#### Records shown
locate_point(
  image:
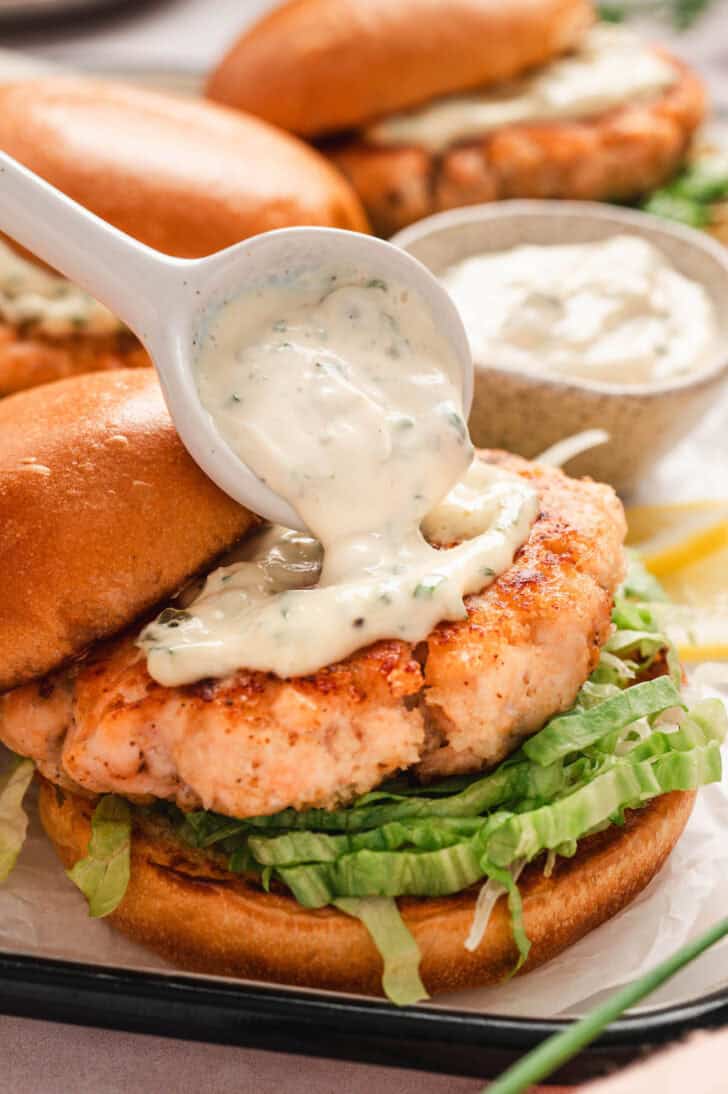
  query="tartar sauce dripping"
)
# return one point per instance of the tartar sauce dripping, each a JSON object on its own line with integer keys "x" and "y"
{"x": 614, "y": 312}
{"x": 610, "y": 68}
{"x": 341, "y": 394}
{"x": 33, "y": 297}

#### What you are asked to do
Retype the entries above line for line, leaving out the pictures.

#### Solution for this task
locate_point(
  image:
  query="tartar sauce dripping"
)
# return one point per instance of the tartar sauce dripping, each a JSON object on its own line with integer keys "x" and "y"
{"x": 614, "y": 312}
{"x": 610, "y": 68}
{"x": 341, "y": 394}
{"x": 33, "y": 297}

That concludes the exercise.